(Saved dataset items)
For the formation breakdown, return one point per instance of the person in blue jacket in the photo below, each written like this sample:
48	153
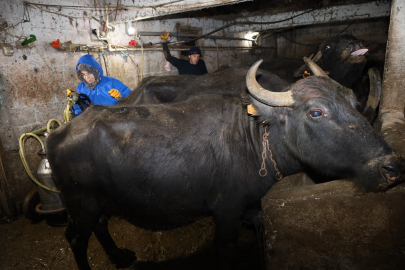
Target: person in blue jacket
102	90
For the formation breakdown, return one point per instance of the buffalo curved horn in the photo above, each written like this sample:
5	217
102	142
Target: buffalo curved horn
317	56
279	99
315	68
374	95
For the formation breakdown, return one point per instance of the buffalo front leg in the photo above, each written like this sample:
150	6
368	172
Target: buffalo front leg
122	258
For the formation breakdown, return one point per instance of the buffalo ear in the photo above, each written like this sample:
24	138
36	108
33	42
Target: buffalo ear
304	69
252	110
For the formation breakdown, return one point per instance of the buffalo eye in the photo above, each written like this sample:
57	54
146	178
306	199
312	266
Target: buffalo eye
316	113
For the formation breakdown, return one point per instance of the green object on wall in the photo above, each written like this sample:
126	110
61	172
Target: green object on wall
28	40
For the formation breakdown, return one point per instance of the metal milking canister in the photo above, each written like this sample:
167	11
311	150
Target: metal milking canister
51	202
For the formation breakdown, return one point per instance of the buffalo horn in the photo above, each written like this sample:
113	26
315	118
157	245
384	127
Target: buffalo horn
317	57
279	99
315	68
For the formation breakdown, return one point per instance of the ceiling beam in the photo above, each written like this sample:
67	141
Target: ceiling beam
332	14
137	13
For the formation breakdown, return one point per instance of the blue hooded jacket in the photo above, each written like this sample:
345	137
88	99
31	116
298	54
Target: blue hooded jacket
100	95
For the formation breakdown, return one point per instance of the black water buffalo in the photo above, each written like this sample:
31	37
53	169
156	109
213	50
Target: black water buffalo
172	89
163	166
344	59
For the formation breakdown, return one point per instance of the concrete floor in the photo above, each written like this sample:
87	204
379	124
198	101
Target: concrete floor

* [Work to complete] Return every one of the lines above word for word, leaving the pictures out of your answer.

* [Task answer]
For the formation breakdown, return one point per instance of the person in blue jacket in the photo below, each written like this sample:
48	153
Target: person in blue jacket
102	90
For the formation breakdown, return one point per instance of the buffalo curved horn in the photo above, each written like this sample:
5	217
102	142
Target: buffalo curved horn
317	56
279	99
315	68
374	95
For the formation breakdown, return one point per instance of the buffalo front leg in the photo above, each written like this sample:
150	6
368	172
Target: buffalo front leg
122	258
For the formation breakdown, return one point per instance of the buffalo ear in the photo above, each written like this sample:
24	138
36	108
33	42
Target: buffalo ear
304	69
252	110
For the formation breakdown, return one point per instance of the buffalo eye in the photo above, each written like this sample:
57	54
146	178
306	199
312	266
Target: buffalo eye
316	113
For the formation breakdown, return one point per instance of the green object on wall in the photo above, each written like this sample:
126	110
61	172
Target: green object on wall
28	40
For the formation breakdown, return one point per instance of the metal milking canister in the photo above, each written like this sample:
167	11
311	150
Target: metal milking canister
51	202
For the formation breakdown, return one point per instance of the buffalo horn in the photo above, each written like this sample:
113	26
315	118
157	245
384	127
Target: buffalo horn
317	57
279	99
315	68
For the formation breakdown, return one point per instance of the ceiling beam in the photo above, each written like this sample:
67	141
Target: ceiling beam
332	14
137	13
For the formation breakdown, return one point per instance of the blue hooded jacket in the photo above, each written like this sample:
345	137
88	99
31	116
298	54
Target: blue hooded jacket
100	95
For the formation breakdown, return one point per instance of the black water buffalo in the photo above, each written like this sample:
31	37
53	169
156	109
213	50
Target: black water buffalo
172	89
163	166
344	59
For the formation breakdown, return one point per instance of the concrete floor in the photo above, each written like this sample:
87	204
379	124
198	101
Target: concrete floor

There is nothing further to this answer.